- [Source records]
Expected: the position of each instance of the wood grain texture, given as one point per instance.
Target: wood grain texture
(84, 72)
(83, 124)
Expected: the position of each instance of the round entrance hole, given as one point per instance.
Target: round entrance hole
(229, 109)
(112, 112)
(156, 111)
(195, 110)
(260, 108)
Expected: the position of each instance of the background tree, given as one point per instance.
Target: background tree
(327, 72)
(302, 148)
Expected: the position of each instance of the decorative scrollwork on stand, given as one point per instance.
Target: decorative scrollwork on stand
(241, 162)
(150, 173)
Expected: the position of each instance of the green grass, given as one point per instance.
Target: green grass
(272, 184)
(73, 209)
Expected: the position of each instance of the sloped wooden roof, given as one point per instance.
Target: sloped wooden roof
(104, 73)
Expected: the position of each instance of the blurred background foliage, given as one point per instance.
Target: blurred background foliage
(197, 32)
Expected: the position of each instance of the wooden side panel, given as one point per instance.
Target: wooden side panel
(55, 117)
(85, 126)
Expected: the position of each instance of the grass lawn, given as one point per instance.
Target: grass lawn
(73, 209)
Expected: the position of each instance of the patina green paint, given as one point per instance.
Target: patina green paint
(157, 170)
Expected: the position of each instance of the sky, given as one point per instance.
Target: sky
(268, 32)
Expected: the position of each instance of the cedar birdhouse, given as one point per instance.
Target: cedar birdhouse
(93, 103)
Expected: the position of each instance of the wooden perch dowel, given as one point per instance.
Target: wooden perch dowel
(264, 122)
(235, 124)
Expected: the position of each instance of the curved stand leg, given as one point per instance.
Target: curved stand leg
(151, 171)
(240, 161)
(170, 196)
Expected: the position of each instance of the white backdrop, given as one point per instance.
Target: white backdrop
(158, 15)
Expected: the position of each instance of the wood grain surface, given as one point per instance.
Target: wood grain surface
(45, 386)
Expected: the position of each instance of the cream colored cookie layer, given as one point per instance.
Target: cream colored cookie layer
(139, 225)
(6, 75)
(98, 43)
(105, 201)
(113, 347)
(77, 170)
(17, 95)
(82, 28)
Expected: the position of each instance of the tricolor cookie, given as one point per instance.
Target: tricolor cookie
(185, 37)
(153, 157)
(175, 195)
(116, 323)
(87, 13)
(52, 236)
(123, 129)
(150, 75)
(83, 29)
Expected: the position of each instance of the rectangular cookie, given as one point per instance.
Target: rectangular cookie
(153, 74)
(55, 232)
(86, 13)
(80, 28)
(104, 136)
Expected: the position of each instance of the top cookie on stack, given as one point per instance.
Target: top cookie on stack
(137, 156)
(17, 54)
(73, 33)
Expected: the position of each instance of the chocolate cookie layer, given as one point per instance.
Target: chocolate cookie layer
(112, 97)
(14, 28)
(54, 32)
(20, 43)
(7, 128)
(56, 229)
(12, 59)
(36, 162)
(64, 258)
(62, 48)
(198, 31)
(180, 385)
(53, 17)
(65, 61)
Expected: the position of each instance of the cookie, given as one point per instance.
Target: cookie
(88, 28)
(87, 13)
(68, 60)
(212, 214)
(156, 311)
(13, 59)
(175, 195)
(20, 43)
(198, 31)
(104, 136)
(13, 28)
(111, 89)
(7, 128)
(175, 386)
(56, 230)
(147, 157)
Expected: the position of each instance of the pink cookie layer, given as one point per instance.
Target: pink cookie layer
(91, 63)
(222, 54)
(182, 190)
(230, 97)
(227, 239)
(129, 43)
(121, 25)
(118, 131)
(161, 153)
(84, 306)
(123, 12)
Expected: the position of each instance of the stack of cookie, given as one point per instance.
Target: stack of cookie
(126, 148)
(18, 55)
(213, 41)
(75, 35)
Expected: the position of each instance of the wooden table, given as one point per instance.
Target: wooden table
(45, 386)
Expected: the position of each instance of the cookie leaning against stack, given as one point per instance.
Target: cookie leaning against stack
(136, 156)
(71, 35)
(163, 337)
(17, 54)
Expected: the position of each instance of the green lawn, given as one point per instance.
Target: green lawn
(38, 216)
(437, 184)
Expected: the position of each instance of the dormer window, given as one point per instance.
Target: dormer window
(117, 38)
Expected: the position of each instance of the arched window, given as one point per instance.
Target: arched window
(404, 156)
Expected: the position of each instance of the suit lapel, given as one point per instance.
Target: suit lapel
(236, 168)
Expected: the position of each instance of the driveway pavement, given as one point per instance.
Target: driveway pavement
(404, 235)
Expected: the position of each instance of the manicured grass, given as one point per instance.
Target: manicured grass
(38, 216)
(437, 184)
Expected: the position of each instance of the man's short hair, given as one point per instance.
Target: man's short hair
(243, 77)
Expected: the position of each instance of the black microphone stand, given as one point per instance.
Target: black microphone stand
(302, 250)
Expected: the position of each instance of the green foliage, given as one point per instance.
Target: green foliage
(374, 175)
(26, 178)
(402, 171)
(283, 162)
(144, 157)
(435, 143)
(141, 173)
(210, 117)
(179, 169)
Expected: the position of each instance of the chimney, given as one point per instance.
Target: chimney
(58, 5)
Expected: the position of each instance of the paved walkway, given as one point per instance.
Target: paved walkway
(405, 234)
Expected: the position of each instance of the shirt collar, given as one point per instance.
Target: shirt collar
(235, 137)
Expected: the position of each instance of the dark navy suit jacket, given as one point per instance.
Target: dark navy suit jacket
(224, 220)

- [Written exercise] Turn the material into a Markdown table with the columns "Row" and "Line". Begin at the line that has "green foliage, given as one point per instance.", stop after the last line of the material, number the rows, and leave out blank lines.

- [Exercise result]
| Row | Line |
|---|---|
| 1 | Expected: the position of each instance of the green foliage, given as one point per instance. |
| 2 | Target: green foliage |
| 3 | (374, 175) |
| 4 | (26, 178) |
| 5 | (402, 171) |
| 6 | (283, 162) |
| 7 | (144, 157) |
| 8 | (435, 143) |
| 9 | (141, 173) |
| 10 | (210, 117) |
| 11 | (179, 169) |
| 12 | Expected: the position of each instance of the chimney, given as one point per instance. |
| 13 | Target: chimney |
| 14 | (58, 5) |
| 15 | Expected: the position of each instance of the paved walkway, given as one point per instance. |
| 16 | Target: paved walkway |
| 17 | (405, 234) |
| 18 | Expected: the position of each instance of the shirt collar, given as one point per instance. |
| 19 | Target: shirt collar |
| 20 | (235, 137) |
| 21 | Expected: the position of each instance of the dark navy suit jacket, given as one point per instance. |
| 22 | Target: dark navy suit jacket |
| 23 | (224, 220) |